▸ Task brief: Find every line in the entries below that contains the word "corn", and copy each of those lines.

(Segmentation annotation entries)
- - - -

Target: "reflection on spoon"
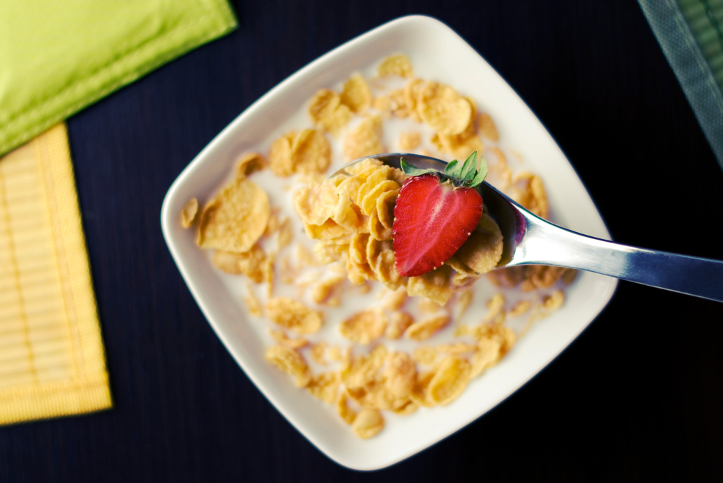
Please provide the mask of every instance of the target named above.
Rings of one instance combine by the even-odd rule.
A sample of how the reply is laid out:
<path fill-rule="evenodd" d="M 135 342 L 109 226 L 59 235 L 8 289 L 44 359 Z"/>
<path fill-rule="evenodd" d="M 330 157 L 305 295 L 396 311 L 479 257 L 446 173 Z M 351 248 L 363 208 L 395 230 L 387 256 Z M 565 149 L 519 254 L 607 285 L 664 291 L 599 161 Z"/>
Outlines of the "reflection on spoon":
<path fill-rule="evenodd" d="M 349 166 L 375 158 L 393 167 L 400 160 L 417 167 L 443 171 L 447 162 L 429 156 L 387 153 L 348 162 L 328 178 L 346 173 Z M 487 182 L 479 186 L 489 215 L 504 237 L 497 268 L 553 265 L 608 275 L 622 280 L 723 302 L 723 261 L 620 245 L 553 225 L 510 199 Z"/>

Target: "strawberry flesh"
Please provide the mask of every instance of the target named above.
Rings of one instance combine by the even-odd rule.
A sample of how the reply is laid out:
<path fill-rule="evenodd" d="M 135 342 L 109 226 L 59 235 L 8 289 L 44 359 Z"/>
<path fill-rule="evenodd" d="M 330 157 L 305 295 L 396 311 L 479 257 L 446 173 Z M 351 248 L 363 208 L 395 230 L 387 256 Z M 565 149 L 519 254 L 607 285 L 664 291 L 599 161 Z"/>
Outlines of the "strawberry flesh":
<path fill-rule="evenodd" d="M 434 270 L 466 241 L 482 214 L 482 197 L 438 176 L 411 176 L 394 206 L 395 266 L 403 277 Z"/>

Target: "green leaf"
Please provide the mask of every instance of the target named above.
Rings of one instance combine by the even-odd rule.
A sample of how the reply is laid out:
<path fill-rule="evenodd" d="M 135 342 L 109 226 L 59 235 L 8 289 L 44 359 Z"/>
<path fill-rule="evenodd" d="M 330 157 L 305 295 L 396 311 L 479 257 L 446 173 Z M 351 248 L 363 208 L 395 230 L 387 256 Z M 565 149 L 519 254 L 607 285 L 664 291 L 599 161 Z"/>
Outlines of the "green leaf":
<path fill-rule="evenodd" d="M 453 160 L 445 168 L 445 174 L 453 180 L 459 179 L 459 175 L 462 173 L 462 163 L 457 160 Z"/>
<path fill-rule="evenodd" d="M 474 175 L 474 178 L 472 180 L 472 183 L 470 185 L 470 188 L 474 188 L 481 185 L 487 175 L 487 160 L 484 159 L 484 156 L 481 156 L 479 157 L 479 170 L 477 171 L 477 174 Z"/>
<path fill-rule="evenodd" d="M 421 167 L 414 166 L 414 165 L 410 165 L 403 159 L 399 160 L 399 165 L 401 166 L 402 171 L 404 172 L 404 174 L 408 176 L 421 176 L 422 175 L 427 175 L 430 173 L 436 175 L 440 174 L 437 170 L 423 170 Z"/>
<path fill-rule="evenodd" d="M 457 160 L 452 160 L 450 161 L 447 163 L 447 166 L 445 167 L 445 174 L 448 176 L 453 176 L 454 172 L 459 169 L 457 166 L 459 162 L 457 161 Z"/>
<path fill-rule="evenodd" d="M 474 179 L 474 175 L 477 173 L 477 152 L 474 151 L 467 157 L 462 166 L 462 173 L 460 174 L 460 180 L 462 184 L 469 186 Z"/>

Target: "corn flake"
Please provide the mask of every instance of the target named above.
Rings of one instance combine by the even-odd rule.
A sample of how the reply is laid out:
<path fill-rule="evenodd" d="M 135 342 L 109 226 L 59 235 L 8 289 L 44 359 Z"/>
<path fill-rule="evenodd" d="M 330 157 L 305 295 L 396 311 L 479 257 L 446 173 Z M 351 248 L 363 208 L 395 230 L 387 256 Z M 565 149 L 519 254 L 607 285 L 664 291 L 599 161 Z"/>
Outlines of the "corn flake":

- - - -

▸ Solution for this exercise:
Target: "corn flake"
Outlines of the "corn flake":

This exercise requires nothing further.